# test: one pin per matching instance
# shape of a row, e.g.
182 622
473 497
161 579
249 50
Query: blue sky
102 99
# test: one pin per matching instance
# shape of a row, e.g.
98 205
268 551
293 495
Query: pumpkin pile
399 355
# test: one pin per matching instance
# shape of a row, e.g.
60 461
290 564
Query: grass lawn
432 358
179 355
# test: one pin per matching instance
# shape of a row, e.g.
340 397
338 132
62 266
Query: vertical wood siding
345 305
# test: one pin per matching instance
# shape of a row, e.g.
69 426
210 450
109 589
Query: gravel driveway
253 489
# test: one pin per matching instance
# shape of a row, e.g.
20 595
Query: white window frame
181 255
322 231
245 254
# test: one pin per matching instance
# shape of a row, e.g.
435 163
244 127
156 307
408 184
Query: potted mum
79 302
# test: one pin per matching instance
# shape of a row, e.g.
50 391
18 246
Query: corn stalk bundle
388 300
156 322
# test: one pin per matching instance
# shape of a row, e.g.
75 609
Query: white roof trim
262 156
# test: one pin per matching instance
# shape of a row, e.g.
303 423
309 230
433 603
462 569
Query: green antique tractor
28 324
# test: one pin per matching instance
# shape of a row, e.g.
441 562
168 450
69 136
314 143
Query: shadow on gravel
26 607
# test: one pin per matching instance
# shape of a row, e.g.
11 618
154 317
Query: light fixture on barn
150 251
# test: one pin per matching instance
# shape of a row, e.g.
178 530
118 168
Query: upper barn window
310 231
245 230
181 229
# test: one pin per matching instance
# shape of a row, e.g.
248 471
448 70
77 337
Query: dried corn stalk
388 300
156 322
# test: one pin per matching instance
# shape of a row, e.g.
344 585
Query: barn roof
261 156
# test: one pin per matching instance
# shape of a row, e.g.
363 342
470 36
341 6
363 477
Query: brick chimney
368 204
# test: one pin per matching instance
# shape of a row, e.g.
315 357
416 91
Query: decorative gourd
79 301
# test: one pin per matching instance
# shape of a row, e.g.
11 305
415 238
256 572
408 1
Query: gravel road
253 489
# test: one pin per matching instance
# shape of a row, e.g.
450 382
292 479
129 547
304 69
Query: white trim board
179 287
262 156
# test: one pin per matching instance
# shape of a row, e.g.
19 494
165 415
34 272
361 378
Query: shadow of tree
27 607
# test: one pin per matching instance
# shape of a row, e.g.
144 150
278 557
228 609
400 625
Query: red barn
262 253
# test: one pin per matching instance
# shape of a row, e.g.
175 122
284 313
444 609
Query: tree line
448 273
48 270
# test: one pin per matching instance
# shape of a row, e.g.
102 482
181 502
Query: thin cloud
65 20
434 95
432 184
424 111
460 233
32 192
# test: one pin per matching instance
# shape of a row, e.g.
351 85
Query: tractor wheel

BRIEF: Return the listing verbatim.

THE COMPLETED TASK:
# test: one pin per matching instance
# shape of a row, e.g.
182 622
473 497
161 579
249 50
Query: blue sky
102 99
# test: one pin per matching instance
# shape of a row, e.g.
98 205
268 551
293 495
Query: pumpkin pile
399 355
# test: one pin per matching instance
# shape of a row, e.g.
60 461
290 564
Query: grass lawn
432 358
179 355
# test: one pin per matching instance
# shape of a row, e.g.
340 397
338 132
62 266
Query: vertical wood siding
345 305
# test: one pin per matching instance
# shape of a row, e.g.
69 426
210 450
109 589
Query: gravel driveway
253 489
# test: one pin per matching instance
# shape of a row, e.g.
20 595
Query: white window frame
181 255
322 231
245 254
# test: one pin per matching instance
# shape of a row, e.g.
435 163
244 127
156 307
408 184
Query: potted mum
79 302
# test: one pin per matching instance
# shape of a row, e.g.
50 391
18 246
Query: corn stalk bundle
388 300
156 322
# test: one pin per matching instance
# shape of a row, e.g.
75 609
Query: white roof trim
262 156
# test: one pin per matching instance
# shape of a row, e.g.
303 423
309 230
433 603
462 569
Query: green antique tractor
28 324
# test: one pin per matching instance
# shape of a row, e.g.
441 562
168 450
69 136
314 143
Query: shadow on gravel
26 607
# test: one pin per matching instance
# shape of a row, e.g.
11 618
154 317
Query: light fixture on barn
150 251
# test: one pin per matching instance
# shape of a row, e.g.
178 530
118 168
Query: upper barn window
310 231
245 230
181 229
# test: one pin per matching instance
# shape of a row, e.g.
248 471
448 70
77 337
Query: dried corn stalk
388 300
156 322
# test: one pin per matching instance
# shape of a row, e.g.
344 585
Query: barn roof
261 156
# test: one pin per matching instance
# shape of a row, e.g.
363 342
470 36
341 6
363 477
Query: brick chimney
368 204
# test: one pin per matching instance
# shape of a row, e.g.
315 357
416 91
Query: decorative gourd
79 301
# test: one pin per matching instance
# shape of a row, e.g.
11 305
415 238
256 572
408 1
Query: gravel road
253 489
# test: one pin per matching instance
# shape of a row, e.g.
450 382
292 479
129 547
304 69
Query: white trim board
179 287
262 156
# test: one pin per matching instance
# shape of a row, e.g.
19 494
165 415
34 272
361 378
Query: shadow of tree
27 607
# test: one pin per matching instance
# shape of a row, e.g.
144 150
278 557
228 609
400 625
Query: red barn
262 253
# test: one pin per matching instance
# shape of a row, e.g.
175 122
284 313
444 609
Query: tree line
448 273
48 270
# test: one pin per matching instance
# shape of a row, e.g.
102 482
181 502
Query: thin cloud
65 20
434 95
432 184
424 111
460 233
32 192
# test: one pin per matching instance
# shape of a row, e.g.
351 85
Query: tractor wheel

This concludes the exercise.